Return each line of the saved entries below that contains the string "corrugated".

Saved entries:
====================
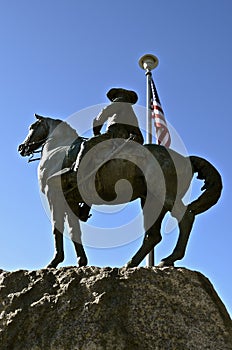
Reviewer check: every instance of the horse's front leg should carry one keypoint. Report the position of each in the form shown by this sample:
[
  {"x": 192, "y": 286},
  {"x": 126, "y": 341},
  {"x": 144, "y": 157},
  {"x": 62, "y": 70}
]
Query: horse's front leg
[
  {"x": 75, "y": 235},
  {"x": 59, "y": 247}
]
====================
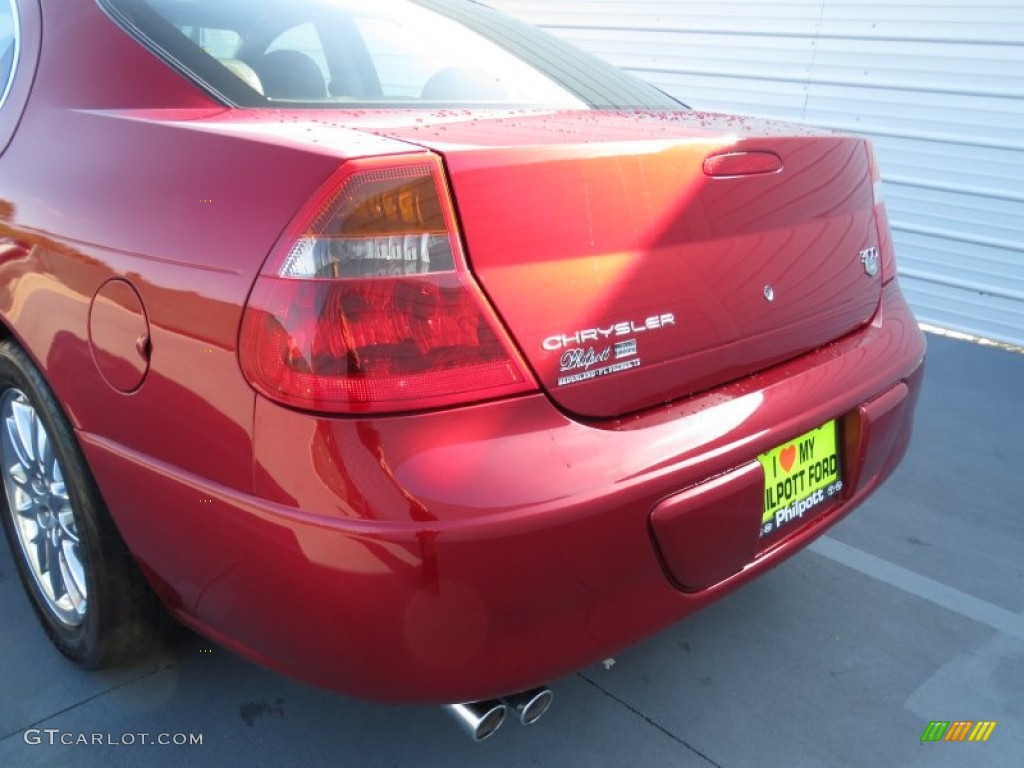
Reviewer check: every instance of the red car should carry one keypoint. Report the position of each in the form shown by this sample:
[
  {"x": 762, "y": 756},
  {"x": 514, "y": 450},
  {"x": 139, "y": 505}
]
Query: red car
====================
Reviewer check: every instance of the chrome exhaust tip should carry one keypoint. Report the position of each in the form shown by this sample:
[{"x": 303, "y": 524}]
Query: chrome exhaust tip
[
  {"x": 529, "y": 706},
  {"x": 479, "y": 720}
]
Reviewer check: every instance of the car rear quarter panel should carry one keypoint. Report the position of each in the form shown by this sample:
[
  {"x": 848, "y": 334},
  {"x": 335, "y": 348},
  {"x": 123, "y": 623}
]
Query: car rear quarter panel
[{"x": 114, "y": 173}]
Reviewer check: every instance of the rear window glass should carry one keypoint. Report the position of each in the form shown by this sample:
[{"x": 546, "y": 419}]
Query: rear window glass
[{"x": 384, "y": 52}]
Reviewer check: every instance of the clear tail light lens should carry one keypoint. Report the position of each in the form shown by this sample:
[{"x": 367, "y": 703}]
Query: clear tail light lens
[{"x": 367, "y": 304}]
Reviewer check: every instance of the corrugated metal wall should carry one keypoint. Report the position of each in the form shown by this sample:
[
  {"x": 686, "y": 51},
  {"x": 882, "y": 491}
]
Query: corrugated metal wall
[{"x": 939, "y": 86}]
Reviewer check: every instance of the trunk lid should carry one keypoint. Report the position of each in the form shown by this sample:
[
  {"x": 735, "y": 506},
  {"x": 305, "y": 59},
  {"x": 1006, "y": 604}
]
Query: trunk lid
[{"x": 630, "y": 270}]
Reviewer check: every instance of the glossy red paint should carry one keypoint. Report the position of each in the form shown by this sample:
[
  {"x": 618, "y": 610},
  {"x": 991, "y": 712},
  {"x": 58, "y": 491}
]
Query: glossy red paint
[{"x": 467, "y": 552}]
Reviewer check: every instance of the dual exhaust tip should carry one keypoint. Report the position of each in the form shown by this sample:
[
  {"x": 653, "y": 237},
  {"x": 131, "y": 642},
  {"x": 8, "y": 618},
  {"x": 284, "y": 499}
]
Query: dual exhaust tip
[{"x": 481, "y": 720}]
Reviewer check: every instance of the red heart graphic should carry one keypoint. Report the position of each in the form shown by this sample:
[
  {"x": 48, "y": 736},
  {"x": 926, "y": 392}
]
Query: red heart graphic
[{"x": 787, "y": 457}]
====================
#### COMPLETED EXERCISE:
Reviewer check: every instance of the corrugated metal wall should carry one keypoint. Report the position of each in the form shown by this sample:
Query: corrugated metal wall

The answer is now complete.